#### [Given exercise]
Copy every one of the records below word for word, keeping each line in the same order.

☆ ☆ ☆ ☆ ☆ ☆ ☆

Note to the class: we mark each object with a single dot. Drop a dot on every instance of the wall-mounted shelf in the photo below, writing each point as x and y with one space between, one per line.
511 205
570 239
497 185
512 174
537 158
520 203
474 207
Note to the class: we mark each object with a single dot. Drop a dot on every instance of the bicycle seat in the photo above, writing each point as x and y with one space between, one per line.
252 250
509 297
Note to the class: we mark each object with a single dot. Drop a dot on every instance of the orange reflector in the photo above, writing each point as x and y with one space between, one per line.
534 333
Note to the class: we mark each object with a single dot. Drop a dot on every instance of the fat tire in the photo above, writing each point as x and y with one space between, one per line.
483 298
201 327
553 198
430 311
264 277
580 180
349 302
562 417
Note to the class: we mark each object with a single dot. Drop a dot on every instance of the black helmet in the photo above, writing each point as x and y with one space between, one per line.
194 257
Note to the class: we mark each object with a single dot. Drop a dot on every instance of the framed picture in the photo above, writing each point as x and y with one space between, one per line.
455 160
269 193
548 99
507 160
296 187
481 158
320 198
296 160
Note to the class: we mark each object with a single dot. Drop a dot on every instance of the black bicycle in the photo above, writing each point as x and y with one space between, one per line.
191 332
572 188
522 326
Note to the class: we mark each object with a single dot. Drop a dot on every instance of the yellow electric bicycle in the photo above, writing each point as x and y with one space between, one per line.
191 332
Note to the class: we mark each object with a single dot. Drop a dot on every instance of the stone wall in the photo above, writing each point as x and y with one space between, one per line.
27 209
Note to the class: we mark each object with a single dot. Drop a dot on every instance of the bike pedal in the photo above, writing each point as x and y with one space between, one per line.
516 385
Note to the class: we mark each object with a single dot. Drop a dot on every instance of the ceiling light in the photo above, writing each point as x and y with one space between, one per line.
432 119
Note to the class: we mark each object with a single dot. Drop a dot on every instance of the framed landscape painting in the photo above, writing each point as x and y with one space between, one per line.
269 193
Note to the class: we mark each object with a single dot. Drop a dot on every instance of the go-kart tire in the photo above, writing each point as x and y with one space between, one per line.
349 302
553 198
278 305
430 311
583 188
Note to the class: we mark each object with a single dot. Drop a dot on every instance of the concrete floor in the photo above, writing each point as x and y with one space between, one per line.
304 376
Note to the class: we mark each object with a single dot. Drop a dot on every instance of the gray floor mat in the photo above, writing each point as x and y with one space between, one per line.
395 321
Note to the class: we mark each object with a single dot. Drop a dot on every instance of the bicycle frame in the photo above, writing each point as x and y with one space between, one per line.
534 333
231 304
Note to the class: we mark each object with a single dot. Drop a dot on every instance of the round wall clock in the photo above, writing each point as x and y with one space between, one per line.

☆ ☆ ☆ ☆ ☆ ☆ ☆

#### [Result]
Note to the class: we mark each object with a single dot. Drop a dot on every instance of the wall-mounted shelf in the photo below, writing each point as x and y with one space between, one per line.
511 205
570 239
497 185
512 174
537 158
520 203
474 207
Note to the class: we mark each object with a single dot. Drop a dot on every instance of the bicycle seat in the photo above, writing each point as x and y with one space between, one per line.
252 250
509 297
Note to the class: we mark each object with a single dot. Drop a dot on every instance of the orange reflector in the photo above, writing each point as x and y with one space between, one per line.
534 333
Note to the class: we mark each object with a single dot. Drop a dot on every instance of the fat tire in the photo above, writing each point as x and y with one space between, one per line.
483 298
201 327
553 198
430 311
264 277
580 180
349 302
562 417
Note to the class: we mark each object with a single dot. Drop a dot on every instance of the black helmet in the photo above, writing each point as x and y with one space between, one per line.
194 257
Note to the class: we mark each object with a single dot. Drop a dot on every instance of the framed picture in the photo above, writing each point as x and y with one space between, one per line.
455 160
269 193
548 99
507 160
296 187
481 158
320 198
296 160
Note to the class: we mark each object with a single dot. Drop a dot on every instance of the black bicycle in the photo above, writing each point as x and y with one space between, one per line.
191 332
572 188
522 326
Note to the class: we mark each object with a single dot. Drop a dot on every instance of the yellow electric bicycle in the photo above, writing each point as x and y with one space between, one per line.
191 332
Note to the class: we mark each object with a single dot. Drop a dot on every instance of the stone wall in the photo above, writing each point as x and y with one space between, one per line.
27 209
Note to the class: we mark each object with a single dot. Drop a dot on every instance of the bike pedal in the photo above, writing each point as x and y with one space between, one per line.
516 385
Note to the class: we mark each object with a single dot. Drop a dot on every instance of the ceiling light in the photo above, writing each point as x and y with one space between, one per line.
432 119
Note to the class: we mark each object with a single dot. Drop a dot on every instance of the framed landscape painting in the photo above, writing each point as x and y with one space between, one per line.
269 193
Note to the class: we mark each object with a single dot. Drop a dot on every instance of the go-kart tire in the photo above, writing each point as x and y with one space between, one per line.
349 302
553 198
278 305
430 311
583 188
Note to the class: we mark each object with a single dot. Drop a dot on every instance of the concrete floor in the photo above, writing each point as x and y with one space between, one per line.
304 376
Note to the class: we mark each object with a single dot. Drop a dot on every instance of the gray floor mat in the photo above, writing each point as x and y with one space between, one per line.
395 321
Note to the class: we mark each object with a single dot. Drop a dot on every instance of the bicycle frame in the photo above, writing each point as x and y with one space between, one per line.
534 333
231 304
Note to the class: we mark each object with a single dot. Drop a dot on every instance of the round wall clock in the photo above, writing each point as x and y with one space between, one per line.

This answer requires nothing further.